-- O que se pede --
Em quais linhas do material aparece a palavra "Query"? Localize-as e copie cada uma delas por inteiro.

[Material de origem]
--- --- ---
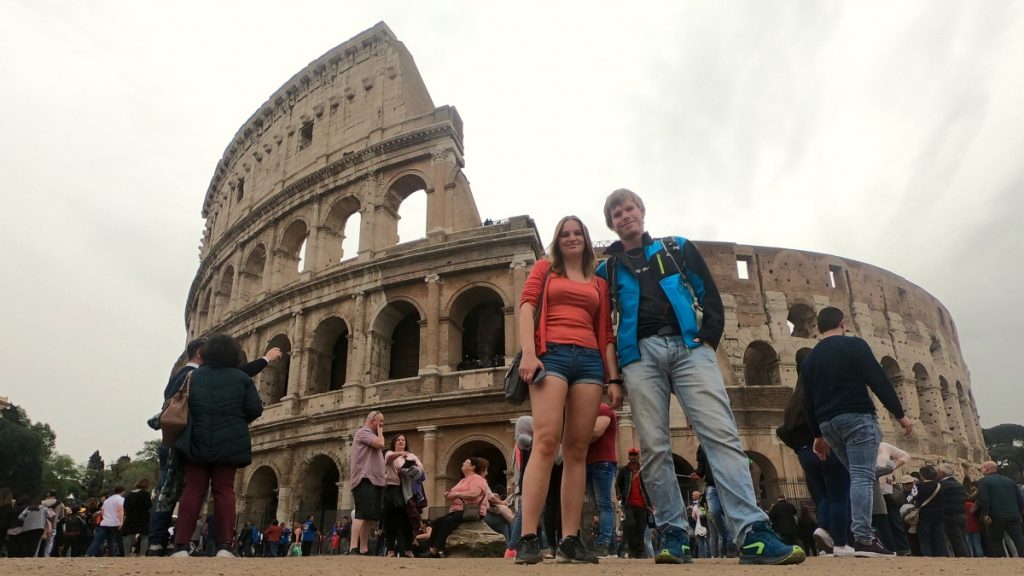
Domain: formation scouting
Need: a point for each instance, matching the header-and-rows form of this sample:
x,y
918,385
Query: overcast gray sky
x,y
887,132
--- --- ---
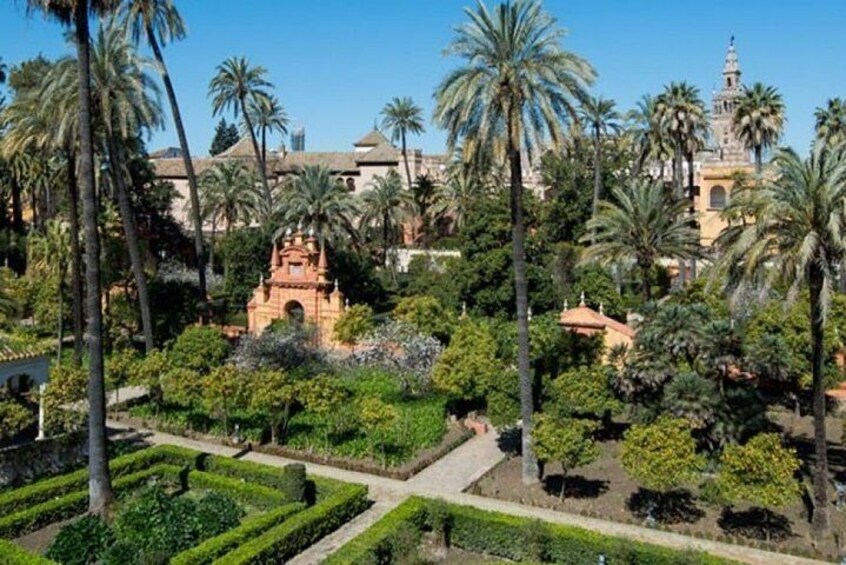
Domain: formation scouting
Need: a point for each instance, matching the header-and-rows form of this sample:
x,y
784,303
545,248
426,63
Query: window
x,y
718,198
--- --- ---
-- Resultado final --
Query: overcast gray sky
Query: window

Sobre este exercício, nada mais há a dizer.